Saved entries
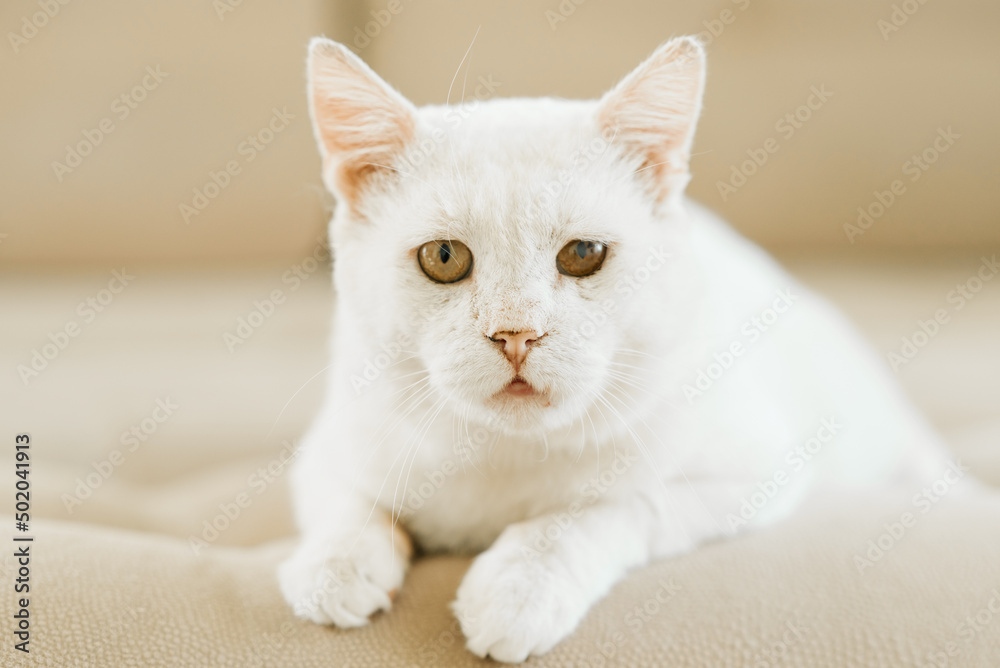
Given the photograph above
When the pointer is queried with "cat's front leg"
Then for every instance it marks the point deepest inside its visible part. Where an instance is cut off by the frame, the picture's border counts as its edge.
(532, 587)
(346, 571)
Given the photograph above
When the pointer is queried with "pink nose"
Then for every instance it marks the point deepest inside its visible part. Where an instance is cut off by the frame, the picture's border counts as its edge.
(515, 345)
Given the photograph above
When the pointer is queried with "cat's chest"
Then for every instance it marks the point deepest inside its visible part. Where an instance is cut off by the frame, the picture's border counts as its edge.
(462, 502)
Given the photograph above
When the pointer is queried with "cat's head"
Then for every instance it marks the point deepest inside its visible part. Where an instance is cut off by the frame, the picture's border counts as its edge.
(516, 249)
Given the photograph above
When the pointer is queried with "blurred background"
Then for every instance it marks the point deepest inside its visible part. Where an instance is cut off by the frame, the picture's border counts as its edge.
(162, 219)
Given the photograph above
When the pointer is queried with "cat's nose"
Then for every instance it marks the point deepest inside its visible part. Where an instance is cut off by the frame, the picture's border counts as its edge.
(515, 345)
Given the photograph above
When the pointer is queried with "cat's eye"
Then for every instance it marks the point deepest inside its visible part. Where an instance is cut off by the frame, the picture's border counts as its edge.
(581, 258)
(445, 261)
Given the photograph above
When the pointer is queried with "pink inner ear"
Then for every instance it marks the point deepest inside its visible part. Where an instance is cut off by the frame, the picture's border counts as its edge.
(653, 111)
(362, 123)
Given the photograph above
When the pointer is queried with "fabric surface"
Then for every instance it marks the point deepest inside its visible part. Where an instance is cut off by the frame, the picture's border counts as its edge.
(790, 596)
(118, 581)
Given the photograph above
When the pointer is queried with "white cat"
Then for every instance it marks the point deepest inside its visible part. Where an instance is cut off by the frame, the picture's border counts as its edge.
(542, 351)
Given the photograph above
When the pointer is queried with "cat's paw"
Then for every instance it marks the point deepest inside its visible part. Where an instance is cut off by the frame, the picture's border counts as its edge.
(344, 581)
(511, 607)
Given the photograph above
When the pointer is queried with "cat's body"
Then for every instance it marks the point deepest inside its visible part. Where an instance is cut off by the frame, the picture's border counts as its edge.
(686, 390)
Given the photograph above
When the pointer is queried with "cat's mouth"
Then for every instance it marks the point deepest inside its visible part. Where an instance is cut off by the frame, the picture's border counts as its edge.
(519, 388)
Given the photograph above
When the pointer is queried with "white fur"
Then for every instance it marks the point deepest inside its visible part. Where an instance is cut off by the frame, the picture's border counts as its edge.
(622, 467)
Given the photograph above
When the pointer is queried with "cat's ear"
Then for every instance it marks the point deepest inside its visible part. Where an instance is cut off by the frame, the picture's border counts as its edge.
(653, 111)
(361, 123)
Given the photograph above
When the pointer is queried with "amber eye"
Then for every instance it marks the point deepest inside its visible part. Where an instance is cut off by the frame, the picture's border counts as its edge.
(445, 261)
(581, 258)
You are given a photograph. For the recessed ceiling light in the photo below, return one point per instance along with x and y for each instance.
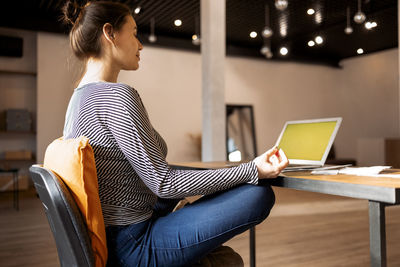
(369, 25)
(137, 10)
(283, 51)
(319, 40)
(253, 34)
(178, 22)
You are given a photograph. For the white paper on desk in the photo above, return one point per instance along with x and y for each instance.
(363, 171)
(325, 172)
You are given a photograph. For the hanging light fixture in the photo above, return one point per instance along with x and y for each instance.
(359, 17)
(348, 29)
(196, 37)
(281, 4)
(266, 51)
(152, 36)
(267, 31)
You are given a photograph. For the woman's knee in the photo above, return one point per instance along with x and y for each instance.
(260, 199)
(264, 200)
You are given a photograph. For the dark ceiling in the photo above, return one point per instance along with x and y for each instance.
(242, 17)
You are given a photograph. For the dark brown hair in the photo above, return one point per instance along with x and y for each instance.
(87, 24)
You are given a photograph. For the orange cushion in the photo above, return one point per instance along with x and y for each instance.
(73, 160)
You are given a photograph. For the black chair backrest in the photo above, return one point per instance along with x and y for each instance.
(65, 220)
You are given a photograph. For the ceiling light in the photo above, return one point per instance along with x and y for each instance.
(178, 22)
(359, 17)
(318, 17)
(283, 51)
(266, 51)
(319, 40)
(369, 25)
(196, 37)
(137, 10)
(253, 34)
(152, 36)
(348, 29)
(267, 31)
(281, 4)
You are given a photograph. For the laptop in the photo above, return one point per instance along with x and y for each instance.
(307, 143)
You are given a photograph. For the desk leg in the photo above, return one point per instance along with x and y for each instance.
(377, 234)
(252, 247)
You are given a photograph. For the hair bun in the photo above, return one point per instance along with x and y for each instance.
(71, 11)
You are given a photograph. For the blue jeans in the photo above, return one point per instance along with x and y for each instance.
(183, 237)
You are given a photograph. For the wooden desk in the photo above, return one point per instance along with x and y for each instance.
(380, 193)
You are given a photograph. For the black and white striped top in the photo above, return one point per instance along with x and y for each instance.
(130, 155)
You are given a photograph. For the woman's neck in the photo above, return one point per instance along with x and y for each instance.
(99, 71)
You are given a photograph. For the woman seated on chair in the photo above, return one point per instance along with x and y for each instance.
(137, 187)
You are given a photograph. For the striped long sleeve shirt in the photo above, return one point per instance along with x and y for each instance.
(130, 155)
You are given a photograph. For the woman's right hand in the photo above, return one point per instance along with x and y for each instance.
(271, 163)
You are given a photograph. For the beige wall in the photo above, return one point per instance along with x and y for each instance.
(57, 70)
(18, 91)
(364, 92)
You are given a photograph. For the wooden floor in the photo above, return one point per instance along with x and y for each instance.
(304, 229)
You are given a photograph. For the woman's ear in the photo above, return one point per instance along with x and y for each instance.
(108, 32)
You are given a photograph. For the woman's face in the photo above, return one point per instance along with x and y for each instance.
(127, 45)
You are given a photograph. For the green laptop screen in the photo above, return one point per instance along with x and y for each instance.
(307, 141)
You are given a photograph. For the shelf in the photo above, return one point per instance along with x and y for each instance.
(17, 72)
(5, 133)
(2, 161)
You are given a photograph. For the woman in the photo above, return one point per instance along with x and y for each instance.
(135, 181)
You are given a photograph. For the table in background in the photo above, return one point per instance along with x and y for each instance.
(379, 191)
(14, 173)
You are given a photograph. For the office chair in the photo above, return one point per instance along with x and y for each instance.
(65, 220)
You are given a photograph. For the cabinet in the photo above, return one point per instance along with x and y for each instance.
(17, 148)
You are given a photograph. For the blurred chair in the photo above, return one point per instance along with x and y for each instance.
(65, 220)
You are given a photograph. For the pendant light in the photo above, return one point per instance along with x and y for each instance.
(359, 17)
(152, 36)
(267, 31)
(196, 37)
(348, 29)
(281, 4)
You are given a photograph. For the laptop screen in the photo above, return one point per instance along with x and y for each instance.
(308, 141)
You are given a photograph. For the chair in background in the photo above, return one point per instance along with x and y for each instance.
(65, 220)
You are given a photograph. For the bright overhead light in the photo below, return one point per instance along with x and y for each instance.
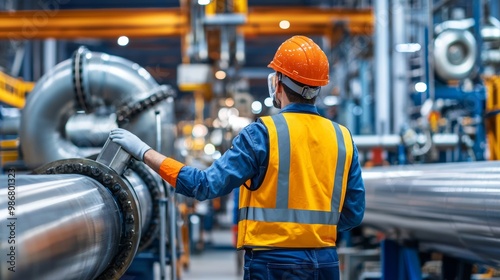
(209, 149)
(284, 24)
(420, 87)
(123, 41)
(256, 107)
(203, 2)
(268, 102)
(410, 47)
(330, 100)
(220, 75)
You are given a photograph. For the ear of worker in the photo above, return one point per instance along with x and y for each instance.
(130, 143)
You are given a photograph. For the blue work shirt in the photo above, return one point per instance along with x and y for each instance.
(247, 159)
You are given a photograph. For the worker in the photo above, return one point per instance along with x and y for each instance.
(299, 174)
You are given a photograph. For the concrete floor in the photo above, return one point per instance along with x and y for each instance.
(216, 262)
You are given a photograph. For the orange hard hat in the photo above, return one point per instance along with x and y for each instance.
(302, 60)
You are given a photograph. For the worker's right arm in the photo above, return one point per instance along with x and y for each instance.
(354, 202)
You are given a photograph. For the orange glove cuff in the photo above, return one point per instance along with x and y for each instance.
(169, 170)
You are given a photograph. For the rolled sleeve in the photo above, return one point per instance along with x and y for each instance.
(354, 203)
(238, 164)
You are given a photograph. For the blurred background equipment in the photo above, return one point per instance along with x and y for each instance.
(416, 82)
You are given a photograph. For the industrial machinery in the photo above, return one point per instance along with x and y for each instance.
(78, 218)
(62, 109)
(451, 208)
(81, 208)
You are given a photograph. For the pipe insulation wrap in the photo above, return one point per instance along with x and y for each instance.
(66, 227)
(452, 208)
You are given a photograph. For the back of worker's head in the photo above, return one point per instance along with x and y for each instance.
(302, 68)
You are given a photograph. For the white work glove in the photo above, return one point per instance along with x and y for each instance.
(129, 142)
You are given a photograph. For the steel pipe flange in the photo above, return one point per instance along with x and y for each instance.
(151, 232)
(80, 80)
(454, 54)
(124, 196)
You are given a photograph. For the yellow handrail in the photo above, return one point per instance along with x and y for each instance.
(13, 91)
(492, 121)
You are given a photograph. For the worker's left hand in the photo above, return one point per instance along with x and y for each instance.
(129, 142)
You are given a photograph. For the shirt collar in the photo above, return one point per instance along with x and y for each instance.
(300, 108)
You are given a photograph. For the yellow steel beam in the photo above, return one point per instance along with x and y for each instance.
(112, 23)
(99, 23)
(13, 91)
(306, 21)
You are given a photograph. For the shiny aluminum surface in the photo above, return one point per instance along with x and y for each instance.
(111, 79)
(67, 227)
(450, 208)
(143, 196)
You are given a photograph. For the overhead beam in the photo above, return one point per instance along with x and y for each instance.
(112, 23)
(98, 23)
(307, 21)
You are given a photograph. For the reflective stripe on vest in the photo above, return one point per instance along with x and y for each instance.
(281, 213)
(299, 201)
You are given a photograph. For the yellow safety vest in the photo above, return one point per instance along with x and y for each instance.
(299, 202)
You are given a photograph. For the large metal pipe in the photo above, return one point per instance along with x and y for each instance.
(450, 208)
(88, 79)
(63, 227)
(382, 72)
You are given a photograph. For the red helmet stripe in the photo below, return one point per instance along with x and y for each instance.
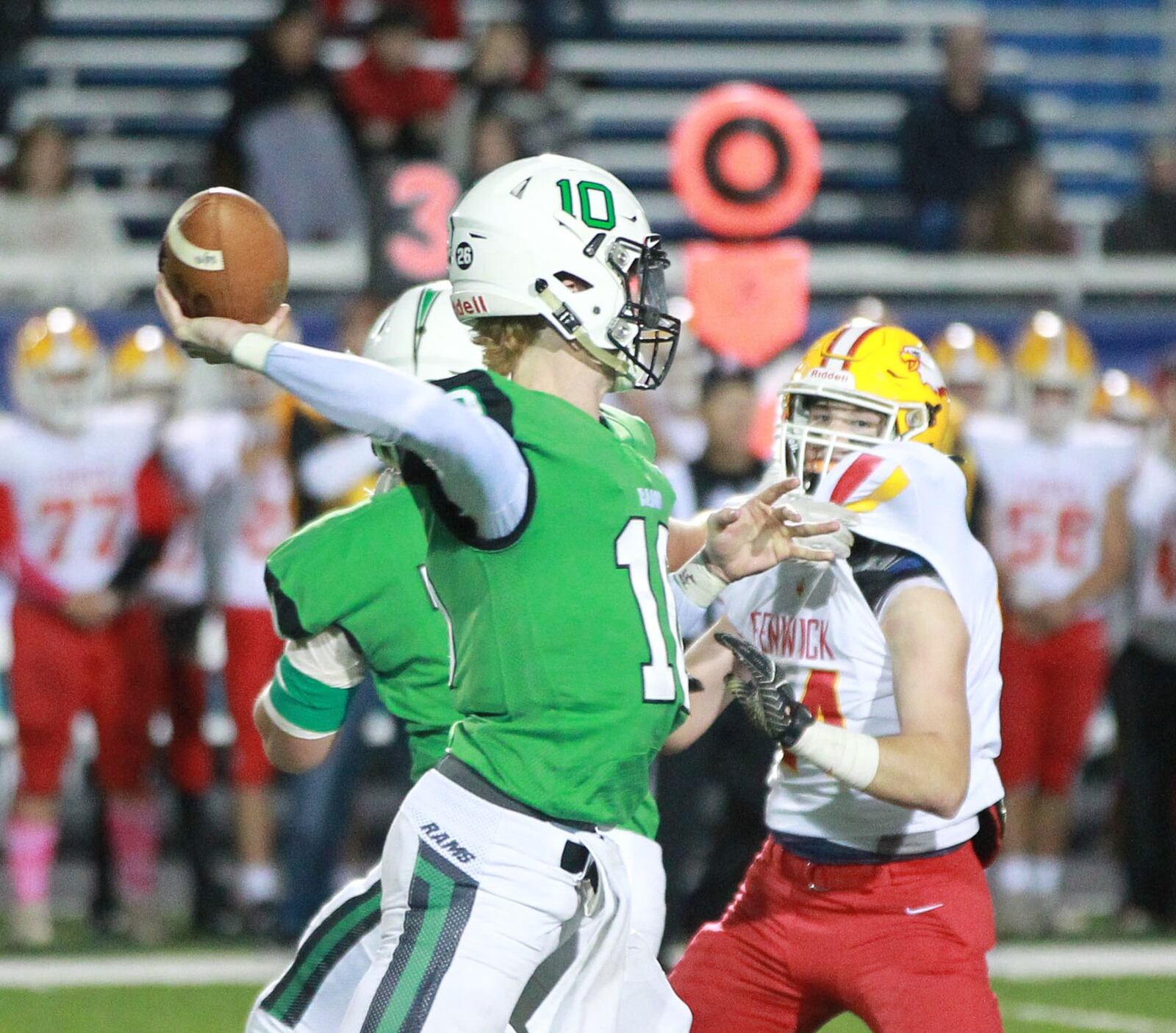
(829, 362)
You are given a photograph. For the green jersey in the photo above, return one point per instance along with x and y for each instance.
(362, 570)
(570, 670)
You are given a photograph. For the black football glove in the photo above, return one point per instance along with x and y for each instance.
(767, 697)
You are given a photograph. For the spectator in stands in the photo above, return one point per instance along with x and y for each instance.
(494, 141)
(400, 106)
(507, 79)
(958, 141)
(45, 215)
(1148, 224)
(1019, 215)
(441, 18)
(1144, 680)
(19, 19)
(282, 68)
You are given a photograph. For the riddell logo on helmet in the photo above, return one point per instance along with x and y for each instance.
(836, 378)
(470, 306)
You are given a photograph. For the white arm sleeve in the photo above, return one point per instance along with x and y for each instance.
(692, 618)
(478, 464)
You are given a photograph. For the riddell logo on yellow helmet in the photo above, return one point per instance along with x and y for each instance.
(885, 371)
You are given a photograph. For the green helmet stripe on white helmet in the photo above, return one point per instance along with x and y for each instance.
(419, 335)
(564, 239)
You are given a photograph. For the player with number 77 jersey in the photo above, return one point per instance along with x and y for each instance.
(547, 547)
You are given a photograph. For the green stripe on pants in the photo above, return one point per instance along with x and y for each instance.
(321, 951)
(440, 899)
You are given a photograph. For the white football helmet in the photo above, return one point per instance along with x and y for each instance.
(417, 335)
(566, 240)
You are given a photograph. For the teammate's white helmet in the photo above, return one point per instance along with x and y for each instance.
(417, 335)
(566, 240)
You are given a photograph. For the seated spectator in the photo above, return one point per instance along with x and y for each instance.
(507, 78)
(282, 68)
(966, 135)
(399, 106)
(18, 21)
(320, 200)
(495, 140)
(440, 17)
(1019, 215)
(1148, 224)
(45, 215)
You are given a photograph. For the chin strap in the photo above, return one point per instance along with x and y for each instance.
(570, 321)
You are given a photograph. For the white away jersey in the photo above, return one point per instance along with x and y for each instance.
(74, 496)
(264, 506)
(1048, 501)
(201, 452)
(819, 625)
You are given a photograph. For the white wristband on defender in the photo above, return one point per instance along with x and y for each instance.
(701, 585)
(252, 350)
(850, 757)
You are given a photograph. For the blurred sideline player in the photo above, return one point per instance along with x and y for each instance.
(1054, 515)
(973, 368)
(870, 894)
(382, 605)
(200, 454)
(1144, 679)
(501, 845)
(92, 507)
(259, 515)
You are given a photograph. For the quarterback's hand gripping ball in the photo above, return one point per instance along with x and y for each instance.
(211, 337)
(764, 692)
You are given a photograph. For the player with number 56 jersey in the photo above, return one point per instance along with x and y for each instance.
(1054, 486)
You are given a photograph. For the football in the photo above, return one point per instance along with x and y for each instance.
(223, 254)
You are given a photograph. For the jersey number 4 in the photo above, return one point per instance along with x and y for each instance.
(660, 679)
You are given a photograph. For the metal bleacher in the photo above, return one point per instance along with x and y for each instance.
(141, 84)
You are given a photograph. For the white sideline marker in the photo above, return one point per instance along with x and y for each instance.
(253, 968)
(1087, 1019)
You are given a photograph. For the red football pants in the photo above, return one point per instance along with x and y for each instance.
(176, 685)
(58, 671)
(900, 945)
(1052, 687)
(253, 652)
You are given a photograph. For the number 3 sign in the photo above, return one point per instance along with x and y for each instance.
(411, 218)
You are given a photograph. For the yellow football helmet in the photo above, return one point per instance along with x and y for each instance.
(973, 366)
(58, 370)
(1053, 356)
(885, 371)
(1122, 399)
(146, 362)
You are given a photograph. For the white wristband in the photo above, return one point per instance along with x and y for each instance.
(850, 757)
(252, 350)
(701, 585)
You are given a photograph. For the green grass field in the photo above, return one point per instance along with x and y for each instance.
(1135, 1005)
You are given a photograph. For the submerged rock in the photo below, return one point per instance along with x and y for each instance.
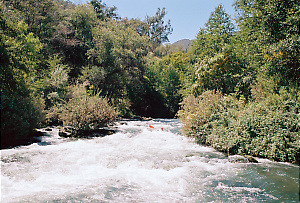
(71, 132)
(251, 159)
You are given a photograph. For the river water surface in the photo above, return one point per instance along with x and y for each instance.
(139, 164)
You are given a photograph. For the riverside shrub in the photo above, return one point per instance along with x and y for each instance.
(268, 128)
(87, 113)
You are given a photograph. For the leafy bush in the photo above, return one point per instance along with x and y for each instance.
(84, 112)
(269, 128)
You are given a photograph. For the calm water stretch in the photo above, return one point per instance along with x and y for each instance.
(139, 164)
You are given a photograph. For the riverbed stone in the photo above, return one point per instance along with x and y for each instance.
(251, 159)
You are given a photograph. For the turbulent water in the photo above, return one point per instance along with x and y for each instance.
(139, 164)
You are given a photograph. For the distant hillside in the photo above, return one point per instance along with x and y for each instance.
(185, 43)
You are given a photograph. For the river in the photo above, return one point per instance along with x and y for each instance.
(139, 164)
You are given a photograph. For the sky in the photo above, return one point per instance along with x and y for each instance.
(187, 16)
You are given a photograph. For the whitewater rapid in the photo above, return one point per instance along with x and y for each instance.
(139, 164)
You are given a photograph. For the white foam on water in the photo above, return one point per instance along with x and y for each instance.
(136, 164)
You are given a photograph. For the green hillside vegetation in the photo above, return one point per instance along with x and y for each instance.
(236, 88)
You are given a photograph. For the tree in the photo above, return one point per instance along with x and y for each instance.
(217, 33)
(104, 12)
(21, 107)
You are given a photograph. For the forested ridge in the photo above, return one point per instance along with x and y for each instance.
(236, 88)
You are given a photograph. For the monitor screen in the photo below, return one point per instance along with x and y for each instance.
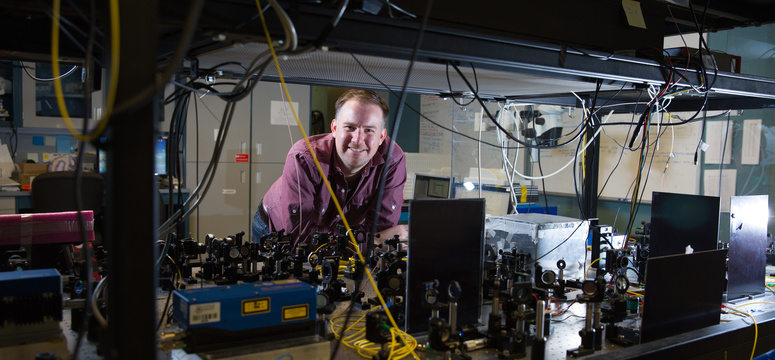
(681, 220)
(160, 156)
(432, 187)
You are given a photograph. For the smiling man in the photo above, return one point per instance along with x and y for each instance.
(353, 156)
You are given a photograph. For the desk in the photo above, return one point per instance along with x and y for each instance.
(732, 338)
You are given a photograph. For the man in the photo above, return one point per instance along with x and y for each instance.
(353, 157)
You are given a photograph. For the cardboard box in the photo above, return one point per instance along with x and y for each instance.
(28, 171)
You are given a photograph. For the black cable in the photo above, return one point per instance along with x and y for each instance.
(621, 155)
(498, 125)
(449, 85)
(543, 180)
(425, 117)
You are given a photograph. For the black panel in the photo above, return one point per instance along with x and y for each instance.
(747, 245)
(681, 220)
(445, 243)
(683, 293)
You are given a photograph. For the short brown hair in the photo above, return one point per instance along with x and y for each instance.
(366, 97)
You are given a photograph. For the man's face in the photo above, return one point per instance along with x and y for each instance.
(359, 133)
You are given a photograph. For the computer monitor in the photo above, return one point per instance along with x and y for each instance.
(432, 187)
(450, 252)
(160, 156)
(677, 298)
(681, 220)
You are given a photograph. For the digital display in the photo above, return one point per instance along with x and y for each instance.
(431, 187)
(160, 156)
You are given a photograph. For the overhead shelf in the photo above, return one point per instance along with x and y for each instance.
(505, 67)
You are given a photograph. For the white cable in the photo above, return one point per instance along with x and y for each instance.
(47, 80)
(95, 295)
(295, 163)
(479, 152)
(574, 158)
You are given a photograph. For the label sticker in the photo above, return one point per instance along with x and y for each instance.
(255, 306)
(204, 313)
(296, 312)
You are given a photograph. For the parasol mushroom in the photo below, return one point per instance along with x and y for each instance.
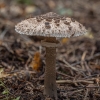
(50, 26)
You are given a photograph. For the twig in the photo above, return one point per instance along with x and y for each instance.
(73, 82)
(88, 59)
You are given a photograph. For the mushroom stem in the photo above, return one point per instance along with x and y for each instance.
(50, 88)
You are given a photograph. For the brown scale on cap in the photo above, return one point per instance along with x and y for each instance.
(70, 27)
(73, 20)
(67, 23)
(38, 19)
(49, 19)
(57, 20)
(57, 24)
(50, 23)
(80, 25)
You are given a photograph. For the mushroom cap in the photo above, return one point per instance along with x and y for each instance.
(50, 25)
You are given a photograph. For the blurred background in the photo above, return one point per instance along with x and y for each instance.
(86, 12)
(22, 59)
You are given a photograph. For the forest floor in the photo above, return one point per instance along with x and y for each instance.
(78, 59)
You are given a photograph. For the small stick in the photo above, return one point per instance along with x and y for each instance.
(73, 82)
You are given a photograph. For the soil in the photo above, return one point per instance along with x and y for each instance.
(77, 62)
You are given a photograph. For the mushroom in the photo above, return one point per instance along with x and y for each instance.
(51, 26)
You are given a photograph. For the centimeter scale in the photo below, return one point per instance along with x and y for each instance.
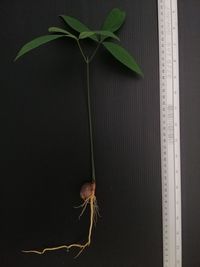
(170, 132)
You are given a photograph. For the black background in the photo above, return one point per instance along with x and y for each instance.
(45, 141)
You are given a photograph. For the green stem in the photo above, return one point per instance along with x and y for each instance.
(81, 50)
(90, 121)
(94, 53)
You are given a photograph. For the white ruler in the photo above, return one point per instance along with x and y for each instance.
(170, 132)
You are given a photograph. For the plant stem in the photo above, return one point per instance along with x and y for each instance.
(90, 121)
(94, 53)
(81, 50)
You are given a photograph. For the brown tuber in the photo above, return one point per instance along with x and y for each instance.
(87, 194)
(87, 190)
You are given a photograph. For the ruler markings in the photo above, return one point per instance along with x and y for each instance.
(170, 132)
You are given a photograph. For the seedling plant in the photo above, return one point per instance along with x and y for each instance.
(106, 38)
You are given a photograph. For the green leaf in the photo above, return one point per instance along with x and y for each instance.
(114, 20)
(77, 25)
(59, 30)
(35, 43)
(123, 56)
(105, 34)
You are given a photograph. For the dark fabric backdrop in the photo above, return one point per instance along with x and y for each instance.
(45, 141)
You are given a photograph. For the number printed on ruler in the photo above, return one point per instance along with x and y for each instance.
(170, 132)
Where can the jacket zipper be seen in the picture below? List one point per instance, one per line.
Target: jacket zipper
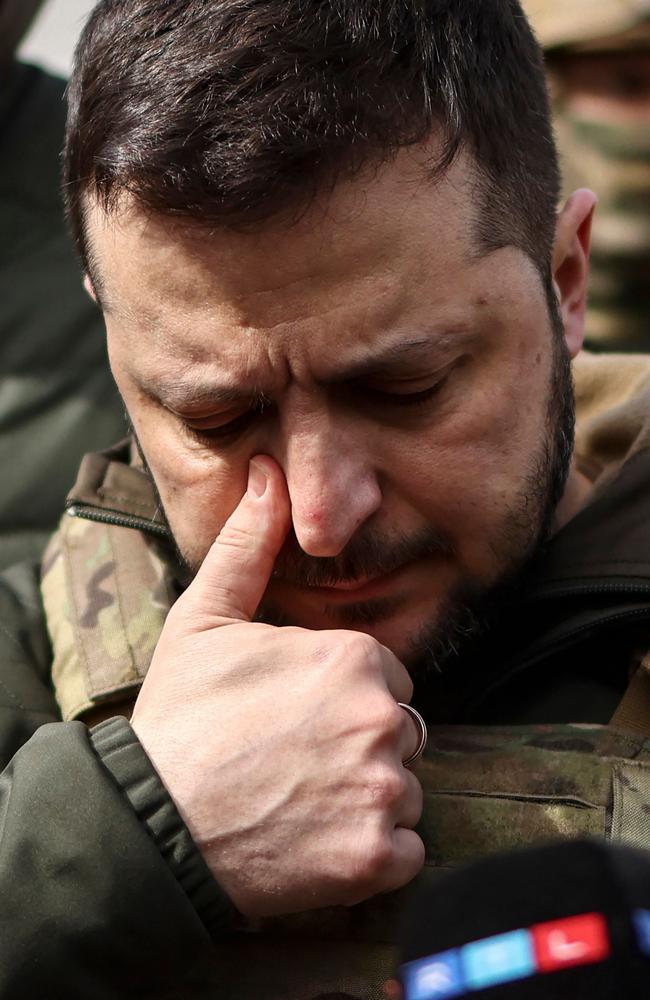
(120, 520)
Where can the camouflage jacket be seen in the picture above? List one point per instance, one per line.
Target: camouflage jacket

§ WHAT TO PRODUCE:
Identify the lines above with the word "pink". Copy them.

§ SOLUTION TO THIS EXERCISE:
When the pointer is queried with "pink nose"
When the pointer is queried with "pink inner ear"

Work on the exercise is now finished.